[Region pointing data]

---

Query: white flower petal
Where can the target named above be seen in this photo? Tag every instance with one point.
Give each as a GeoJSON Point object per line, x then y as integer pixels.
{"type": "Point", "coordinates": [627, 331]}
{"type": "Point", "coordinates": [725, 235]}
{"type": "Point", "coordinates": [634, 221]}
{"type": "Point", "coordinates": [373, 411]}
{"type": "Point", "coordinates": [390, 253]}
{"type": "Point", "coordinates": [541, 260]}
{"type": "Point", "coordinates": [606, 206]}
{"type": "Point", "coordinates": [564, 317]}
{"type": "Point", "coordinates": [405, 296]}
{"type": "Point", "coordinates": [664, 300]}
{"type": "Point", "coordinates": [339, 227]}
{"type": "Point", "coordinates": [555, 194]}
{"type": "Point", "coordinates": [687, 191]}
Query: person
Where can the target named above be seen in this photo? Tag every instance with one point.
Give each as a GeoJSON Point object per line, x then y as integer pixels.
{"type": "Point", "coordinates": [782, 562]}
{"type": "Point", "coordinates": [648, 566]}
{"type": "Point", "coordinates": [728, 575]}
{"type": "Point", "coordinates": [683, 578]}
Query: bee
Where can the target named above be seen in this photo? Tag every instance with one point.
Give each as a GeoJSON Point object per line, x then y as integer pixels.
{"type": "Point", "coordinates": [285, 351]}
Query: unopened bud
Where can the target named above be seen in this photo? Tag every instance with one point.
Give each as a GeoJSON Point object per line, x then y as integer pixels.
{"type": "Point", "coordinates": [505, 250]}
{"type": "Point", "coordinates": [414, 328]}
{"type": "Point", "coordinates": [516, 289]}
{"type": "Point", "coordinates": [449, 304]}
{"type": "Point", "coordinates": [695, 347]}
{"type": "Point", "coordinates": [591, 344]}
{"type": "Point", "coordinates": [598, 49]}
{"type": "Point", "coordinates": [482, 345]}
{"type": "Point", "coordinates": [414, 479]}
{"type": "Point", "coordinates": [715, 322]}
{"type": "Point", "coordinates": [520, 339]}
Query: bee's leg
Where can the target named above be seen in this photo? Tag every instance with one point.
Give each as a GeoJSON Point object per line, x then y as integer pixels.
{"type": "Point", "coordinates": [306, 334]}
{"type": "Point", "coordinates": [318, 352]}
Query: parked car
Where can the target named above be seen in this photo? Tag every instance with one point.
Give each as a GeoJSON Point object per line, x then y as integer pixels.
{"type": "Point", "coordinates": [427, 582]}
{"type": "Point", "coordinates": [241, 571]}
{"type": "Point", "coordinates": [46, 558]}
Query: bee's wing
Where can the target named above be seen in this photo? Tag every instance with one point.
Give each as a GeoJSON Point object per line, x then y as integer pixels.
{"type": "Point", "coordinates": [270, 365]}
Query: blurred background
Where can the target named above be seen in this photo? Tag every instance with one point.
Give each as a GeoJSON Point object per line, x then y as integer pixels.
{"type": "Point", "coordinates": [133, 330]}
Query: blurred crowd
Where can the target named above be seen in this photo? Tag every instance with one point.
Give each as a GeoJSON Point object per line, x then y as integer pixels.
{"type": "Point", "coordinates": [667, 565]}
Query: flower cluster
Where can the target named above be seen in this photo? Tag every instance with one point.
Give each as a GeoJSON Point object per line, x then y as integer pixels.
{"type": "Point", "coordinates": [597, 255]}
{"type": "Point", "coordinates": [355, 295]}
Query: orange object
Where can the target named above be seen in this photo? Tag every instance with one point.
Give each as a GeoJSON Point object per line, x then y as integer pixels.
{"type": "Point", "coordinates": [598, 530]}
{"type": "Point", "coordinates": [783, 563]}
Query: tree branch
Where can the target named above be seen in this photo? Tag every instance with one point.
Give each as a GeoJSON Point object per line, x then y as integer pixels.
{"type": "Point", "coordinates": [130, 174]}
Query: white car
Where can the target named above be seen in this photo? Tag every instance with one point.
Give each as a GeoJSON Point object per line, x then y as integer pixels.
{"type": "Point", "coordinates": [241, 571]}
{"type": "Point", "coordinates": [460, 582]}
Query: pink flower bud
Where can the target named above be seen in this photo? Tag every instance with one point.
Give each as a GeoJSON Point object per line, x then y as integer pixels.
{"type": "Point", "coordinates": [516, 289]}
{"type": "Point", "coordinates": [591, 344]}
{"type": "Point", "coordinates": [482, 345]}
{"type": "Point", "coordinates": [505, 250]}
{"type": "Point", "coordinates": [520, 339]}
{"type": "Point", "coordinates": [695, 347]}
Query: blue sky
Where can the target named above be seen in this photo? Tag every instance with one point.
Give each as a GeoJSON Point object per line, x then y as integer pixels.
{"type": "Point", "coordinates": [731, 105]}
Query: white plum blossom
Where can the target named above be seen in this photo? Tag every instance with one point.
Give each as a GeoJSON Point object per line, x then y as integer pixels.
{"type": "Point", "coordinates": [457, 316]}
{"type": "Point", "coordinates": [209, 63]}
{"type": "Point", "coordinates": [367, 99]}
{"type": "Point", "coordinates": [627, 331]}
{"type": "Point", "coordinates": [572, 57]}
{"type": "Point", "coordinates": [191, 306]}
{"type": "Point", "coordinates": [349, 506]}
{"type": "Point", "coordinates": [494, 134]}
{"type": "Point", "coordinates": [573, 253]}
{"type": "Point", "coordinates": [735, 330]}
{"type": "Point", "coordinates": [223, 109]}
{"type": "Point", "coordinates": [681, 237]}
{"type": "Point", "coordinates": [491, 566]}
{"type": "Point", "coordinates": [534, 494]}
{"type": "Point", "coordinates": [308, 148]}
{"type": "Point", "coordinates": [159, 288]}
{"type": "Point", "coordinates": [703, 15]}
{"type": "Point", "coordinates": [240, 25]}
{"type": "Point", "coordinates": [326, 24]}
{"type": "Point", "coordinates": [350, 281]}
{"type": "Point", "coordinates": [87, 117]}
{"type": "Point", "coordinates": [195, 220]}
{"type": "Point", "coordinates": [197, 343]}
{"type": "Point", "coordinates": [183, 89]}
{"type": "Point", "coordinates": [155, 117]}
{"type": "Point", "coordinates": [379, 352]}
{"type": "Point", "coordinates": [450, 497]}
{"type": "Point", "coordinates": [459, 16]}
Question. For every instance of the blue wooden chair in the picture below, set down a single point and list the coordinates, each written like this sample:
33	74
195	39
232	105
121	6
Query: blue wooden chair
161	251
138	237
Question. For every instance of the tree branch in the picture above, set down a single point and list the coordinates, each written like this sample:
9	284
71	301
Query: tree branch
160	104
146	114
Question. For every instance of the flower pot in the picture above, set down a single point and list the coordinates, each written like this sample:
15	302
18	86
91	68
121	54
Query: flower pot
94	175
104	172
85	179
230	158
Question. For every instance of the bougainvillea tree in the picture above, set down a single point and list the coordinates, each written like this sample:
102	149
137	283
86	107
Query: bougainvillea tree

---

#### [Your assignment]
Please give the number of lines above that contain the string "like", and nothing more.

#### [Expected output]
4